- _Work order_
Only the lines below from the one that holds "Expected: for every instance of the person" through the one that holds "Expected: for every instance of the woman" should appear in the answer, copied exactly, end lines included and pictures omitted.

- _Excerpted data_
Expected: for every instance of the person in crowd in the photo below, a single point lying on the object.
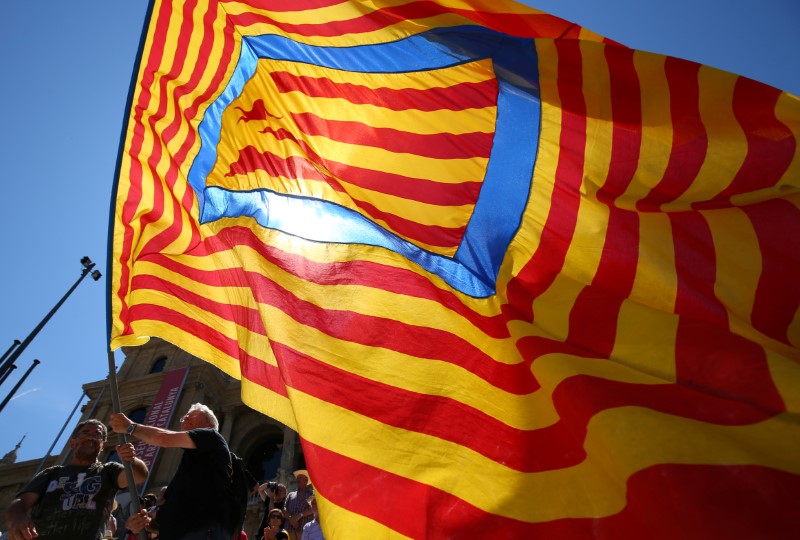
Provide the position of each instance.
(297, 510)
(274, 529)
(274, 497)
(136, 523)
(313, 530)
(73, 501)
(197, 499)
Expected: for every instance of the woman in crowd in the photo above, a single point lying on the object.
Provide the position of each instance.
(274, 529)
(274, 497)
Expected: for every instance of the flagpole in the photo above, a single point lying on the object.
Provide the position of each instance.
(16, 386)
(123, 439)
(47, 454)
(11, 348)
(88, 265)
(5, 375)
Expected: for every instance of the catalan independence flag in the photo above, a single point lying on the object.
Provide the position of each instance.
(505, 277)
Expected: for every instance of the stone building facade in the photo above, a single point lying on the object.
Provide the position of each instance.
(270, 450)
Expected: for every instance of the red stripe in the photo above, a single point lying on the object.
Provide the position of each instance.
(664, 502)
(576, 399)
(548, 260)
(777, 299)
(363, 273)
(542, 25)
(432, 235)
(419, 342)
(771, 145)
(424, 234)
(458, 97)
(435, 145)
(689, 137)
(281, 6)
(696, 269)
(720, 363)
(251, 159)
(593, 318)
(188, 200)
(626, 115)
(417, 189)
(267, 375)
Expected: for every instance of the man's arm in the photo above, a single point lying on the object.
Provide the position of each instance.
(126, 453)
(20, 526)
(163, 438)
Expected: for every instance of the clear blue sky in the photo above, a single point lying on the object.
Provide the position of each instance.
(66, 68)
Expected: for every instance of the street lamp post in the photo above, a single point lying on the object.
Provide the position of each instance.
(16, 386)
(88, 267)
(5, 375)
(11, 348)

--

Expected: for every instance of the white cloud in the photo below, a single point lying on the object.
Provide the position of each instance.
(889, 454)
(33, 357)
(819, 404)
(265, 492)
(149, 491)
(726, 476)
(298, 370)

==

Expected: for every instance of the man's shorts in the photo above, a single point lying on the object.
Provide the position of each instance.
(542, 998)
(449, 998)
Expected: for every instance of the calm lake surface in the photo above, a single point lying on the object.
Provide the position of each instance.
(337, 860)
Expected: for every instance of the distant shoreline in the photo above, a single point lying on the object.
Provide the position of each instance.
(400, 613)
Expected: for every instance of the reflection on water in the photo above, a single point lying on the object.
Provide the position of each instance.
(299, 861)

- _Exercise solution_
Expected: for every instance of the person in crowd in the photo below, a single point lying on the object.
Provide the position of each instance.
(297, 510)
(274, 529)
(274, 497)
(136, 523)
(313, 530)
(73, 501)
(197, 499)
Expected: for every instance of the woman in crowd in the photo above, a single point lying on the object.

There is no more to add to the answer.